## [Brief]
Find the string "hood" in the material. Copy every line that has it.

## [Dataset records]
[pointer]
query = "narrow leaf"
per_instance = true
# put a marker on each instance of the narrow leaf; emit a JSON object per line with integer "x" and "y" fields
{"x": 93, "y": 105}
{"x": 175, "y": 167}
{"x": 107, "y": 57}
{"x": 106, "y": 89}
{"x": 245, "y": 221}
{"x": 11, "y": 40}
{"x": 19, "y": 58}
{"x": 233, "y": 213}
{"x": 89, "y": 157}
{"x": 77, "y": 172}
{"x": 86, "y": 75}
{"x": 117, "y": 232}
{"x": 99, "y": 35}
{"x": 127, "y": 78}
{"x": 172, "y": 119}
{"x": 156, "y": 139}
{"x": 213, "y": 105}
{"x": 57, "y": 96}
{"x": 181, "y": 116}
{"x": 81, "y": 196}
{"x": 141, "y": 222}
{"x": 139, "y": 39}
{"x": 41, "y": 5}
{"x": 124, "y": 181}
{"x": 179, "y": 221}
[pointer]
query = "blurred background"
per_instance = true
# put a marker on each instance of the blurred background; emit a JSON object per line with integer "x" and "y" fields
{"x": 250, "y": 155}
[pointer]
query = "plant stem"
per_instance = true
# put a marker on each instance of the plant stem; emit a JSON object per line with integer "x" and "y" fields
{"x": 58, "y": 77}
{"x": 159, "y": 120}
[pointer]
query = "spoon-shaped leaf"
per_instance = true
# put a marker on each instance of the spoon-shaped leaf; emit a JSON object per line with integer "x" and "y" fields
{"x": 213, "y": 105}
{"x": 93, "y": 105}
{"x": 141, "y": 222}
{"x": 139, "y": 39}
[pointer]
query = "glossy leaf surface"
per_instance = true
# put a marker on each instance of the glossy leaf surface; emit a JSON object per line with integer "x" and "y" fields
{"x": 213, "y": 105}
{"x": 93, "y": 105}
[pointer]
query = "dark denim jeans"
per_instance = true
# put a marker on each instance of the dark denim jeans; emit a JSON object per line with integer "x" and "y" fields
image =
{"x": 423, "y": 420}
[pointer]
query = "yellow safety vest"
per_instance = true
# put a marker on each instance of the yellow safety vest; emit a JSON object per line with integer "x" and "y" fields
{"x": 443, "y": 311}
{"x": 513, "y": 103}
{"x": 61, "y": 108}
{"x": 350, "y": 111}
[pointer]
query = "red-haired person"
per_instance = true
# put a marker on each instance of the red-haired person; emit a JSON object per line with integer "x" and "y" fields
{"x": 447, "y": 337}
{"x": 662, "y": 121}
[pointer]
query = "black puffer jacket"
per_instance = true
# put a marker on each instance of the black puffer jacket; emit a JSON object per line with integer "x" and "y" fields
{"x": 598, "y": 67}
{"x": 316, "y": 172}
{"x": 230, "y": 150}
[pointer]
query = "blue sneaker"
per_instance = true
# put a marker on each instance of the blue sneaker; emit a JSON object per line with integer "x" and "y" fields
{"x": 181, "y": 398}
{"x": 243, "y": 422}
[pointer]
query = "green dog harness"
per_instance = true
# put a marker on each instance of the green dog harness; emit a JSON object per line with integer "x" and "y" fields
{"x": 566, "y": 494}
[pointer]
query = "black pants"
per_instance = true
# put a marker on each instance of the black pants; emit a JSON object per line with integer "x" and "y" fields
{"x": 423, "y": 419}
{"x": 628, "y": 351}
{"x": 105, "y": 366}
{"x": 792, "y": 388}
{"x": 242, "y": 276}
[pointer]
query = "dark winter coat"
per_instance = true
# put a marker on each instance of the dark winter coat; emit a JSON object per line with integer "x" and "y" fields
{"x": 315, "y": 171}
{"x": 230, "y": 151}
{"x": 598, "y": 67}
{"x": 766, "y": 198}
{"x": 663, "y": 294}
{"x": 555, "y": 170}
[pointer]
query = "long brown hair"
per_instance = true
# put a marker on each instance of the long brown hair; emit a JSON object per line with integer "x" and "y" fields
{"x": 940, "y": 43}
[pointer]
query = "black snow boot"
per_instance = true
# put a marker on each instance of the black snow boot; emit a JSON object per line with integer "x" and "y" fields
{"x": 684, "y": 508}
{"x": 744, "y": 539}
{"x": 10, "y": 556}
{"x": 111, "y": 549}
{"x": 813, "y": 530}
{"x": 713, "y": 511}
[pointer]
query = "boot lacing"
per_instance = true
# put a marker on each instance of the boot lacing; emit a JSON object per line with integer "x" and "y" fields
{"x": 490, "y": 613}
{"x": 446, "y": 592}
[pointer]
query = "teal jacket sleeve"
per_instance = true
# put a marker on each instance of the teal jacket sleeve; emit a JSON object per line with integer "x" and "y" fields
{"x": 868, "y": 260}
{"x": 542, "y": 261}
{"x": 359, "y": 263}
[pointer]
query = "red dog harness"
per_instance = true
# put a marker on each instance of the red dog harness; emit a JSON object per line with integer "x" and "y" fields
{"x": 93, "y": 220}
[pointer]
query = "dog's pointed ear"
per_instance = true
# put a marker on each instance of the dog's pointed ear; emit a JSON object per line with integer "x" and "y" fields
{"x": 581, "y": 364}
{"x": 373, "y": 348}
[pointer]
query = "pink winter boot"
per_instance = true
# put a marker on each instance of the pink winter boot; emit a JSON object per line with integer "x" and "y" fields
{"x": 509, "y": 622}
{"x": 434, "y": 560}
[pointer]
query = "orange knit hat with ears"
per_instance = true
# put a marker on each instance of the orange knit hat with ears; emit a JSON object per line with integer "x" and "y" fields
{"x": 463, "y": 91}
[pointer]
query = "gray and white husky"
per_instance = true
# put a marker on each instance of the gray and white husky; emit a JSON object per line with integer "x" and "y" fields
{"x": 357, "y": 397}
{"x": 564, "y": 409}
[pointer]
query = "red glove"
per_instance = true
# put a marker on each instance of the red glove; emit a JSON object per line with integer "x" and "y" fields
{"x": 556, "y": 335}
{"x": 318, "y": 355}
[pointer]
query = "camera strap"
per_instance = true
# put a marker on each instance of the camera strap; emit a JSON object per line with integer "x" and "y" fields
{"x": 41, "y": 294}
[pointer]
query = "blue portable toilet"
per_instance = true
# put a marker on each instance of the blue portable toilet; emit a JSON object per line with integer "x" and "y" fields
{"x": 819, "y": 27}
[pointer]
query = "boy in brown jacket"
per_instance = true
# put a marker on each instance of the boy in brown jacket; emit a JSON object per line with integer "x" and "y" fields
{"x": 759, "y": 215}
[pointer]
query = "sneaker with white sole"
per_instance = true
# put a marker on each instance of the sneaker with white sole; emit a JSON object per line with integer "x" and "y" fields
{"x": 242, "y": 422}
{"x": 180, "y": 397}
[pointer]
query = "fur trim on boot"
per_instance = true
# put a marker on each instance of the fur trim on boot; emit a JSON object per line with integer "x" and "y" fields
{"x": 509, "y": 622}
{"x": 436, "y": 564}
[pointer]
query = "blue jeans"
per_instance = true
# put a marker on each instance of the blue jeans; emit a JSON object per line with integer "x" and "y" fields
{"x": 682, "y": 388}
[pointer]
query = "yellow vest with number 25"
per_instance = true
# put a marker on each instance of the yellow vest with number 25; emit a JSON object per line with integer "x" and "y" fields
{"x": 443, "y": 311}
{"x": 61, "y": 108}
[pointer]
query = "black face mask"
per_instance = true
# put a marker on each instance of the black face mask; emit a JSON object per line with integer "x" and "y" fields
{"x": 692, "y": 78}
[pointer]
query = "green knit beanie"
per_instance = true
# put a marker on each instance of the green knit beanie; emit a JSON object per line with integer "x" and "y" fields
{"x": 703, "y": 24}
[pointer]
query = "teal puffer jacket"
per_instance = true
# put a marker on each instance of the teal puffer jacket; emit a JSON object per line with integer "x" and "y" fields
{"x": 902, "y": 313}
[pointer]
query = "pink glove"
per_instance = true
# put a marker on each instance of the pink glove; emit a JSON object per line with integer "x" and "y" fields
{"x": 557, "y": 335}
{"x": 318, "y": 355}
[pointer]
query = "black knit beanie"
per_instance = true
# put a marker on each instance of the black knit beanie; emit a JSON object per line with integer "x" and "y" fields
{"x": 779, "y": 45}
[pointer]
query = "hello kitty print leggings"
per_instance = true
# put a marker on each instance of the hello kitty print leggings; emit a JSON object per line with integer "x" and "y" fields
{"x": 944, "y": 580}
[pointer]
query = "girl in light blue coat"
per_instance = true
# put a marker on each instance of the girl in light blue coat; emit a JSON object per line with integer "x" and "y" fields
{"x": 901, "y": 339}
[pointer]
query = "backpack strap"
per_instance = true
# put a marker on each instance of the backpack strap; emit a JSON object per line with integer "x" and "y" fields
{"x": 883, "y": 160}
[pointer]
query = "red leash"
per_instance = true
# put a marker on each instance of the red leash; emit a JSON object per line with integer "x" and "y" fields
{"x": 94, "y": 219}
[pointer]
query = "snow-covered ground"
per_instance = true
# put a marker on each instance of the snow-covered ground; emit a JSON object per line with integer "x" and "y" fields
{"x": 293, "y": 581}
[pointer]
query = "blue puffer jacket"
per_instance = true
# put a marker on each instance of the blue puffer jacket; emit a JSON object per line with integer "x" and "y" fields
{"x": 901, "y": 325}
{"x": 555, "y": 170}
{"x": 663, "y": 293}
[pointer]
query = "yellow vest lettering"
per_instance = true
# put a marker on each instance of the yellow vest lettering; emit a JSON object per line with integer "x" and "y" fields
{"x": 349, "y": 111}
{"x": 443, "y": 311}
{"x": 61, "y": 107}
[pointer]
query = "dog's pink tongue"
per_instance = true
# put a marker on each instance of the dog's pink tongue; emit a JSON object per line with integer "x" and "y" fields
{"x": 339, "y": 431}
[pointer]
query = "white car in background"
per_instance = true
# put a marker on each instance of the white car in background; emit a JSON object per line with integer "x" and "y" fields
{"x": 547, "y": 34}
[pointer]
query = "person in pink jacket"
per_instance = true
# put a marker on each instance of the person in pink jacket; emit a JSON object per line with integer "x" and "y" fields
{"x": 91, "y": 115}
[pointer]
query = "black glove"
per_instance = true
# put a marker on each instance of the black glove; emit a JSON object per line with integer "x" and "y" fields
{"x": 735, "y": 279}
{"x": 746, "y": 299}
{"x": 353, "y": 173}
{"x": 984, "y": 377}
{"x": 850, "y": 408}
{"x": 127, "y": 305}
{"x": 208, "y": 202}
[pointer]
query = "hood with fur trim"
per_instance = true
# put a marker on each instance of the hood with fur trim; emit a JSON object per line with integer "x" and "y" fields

## [Worked solution]
query = "hood with fur trim"
# put a marker on each instance of the hood with fur trim; emit a JSON object per line with integer "x" and "y" fields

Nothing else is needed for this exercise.